**Requirements**: Give a verbatim repeat of the lines that run from the line containing "Warehouse pick-planner input: mark the license" to the end of the data below.

**Supplied records**:
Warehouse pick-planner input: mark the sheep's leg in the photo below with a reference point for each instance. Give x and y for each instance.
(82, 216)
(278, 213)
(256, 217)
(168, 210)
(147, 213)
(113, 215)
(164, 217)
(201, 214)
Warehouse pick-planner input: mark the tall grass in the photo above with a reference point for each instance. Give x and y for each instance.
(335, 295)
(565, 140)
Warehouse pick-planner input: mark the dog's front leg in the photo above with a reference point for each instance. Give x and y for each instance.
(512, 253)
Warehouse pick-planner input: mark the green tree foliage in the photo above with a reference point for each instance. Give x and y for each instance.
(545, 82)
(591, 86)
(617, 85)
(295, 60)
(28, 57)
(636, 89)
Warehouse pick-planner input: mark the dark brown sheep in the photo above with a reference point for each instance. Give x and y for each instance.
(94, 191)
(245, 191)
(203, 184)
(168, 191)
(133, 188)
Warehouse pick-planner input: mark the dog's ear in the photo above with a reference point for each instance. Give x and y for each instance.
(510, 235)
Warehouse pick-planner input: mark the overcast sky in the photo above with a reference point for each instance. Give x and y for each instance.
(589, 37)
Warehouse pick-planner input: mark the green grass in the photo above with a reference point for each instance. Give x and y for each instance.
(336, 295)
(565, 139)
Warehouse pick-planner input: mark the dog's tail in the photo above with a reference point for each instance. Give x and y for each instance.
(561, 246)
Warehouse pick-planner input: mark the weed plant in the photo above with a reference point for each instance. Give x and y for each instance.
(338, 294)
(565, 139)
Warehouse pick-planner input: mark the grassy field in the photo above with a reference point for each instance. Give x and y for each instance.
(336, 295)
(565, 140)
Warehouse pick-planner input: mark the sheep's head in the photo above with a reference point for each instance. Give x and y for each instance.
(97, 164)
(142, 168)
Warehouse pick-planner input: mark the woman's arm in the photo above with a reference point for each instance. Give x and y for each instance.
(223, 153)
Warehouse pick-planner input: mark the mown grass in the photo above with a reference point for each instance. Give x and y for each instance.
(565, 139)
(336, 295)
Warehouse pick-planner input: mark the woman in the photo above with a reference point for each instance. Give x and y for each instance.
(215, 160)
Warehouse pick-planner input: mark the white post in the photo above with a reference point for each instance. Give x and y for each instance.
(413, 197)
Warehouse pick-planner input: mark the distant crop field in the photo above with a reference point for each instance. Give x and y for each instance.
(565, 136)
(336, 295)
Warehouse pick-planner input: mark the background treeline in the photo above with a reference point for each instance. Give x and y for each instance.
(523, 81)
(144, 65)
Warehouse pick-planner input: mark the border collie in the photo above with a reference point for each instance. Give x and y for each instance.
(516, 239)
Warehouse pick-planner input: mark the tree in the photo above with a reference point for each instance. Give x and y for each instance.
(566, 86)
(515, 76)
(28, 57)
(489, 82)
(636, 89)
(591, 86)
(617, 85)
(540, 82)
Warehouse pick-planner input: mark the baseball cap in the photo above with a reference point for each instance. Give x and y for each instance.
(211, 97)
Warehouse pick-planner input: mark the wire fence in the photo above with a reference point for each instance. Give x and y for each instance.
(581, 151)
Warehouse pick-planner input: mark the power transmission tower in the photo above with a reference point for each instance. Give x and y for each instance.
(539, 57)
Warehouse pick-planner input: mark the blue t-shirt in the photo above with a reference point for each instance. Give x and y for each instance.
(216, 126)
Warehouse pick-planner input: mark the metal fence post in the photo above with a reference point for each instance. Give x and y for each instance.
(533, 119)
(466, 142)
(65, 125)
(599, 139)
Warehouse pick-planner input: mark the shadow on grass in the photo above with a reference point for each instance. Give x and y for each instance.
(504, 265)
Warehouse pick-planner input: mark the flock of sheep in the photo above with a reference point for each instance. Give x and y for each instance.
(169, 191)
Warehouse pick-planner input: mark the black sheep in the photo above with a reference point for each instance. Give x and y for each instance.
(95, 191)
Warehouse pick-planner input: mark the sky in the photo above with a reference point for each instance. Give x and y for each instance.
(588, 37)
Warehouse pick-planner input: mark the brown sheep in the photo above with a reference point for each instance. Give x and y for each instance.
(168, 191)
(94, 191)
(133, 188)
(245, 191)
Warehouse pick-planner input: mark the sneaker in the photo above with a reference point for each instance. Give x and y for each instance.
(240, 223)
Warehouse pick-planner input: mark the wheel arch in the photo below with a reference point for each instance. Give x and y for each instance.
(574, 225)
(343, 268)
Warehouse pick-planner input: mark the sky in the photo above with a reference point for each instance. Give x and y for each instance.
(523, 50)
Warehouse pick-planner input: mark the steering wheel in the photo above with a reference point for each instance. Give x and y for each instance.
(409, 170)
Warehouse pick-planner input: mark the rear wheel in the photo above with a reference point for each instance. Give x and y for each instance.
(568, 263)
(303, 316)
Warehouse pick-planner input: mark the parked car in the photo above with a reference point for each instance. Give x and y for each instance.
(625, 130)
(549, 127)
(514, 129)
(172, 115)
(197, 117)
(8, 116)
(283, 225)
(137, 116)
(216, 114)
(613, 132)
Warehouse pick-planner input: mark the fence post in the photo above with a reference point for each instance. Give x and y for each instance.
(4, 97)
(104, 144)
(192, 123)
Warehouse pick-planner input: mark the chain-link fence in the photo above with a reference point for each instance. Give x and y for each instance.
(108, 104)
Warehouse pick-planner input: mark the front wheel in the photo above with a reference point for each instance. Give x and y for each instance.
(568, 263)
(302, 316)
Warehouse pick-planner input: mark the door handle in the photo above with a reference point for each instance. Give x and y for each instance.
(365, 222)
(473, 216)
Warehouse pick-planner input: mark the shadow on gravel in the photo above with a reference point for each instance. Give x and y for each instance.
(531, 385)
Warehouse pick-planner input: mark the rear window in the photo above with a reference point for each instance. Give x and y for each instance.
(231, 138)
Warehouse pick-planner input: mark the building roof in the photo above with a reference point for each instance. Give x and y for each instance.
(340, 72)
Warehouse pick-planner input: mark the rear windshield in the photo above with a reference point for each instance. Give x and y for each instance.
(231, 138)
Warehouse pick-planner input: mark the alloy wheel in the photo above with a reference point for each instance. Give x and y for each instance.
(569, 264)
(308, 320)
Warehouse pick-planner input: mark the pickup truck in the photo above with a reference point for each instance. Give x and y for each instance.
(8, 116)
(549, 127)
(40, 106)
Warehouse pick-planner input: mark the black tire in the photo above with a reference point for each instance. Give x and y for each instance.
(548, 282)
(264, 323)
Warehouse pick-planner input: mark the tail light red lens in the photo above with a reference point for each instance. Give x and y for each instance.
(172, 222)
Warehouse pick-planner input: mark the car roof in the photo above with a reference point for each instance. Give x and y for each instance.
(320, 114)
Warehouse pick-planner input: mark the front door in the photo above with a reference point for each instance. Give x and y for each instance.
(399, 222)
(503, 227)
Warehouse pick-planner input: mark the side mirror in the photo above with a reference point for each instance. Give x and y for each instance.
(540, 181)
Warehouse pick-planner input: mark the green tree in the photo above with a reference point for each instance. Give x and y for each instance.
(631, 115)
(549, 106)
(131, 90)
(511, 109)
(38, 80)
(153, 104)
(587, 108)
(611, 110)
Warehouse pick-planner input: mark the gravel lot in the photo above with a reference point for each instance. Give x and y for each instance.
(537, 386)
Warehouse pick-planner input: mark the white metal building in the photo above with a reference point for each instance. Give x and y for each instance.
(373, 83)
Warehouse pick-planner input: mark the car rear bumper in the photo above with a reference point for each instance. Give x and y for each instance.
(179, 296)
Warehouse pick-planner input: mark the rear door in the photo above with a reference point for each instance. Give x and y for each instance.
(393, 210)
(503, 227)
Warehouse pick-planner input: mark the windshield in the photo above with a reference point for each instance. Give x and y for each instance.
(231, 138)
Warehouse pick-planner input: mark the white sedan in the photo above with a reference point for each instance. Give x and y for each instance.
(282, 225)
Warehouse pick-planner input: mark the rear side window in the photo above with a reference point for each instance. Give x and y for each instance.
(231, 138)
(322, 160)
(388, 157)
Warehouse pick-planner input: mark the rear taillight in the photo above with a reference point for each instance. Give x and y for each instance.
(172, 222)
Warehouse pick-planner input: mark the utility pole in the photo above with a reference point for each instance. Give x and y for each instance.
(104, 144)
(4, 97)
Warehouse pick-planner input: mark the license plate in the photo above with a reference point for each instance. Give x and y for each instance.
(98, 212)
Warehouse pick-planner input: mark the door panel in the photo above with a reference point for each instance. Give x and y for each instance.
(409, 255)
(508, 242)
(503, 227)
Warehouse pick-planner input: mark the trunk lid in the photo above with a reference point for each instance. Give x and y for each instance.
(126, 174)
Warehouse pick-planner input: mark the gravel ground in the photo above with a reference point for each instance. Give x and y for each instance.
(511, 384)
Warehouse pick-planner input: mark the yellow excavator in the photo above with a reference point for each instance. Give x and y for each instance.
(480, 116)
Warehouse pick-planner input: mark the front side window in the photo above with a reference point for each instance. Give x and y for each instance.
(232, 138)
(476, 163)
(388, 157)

**Solution to this task**:
Warehouse pick-planner input: mark the license plate in the photo above with a reference point for each instance. Give x and y for each instance.
(98, 212)
Warehouse pick-planner input: mark the door panel in the photo above with a reference point for each instance. Give x and y for each instance.
(409, 255)
(508, 242)
(503, 227)
Warehouse pick-planner input: mark the trunk lid in the photo above with a reference point for each instance. Give x and y for each instance.
(126, 174)
Warehouse pick-planner input: mark the gravel ground in the photo above with a reference point for each instance. Give x and y for each instance.
(511, 384)
Warehouse pick-planner input: mark the yellow excavator in the photo above with a reference point for each instance. Give x and y for each instance.
(480, 116)
Warehouse pick-planner input: mark the front side window in the photo above with a reference point for each instance. Give x and y for each instance.
(232, 138)
(476, 163)
(388, 157)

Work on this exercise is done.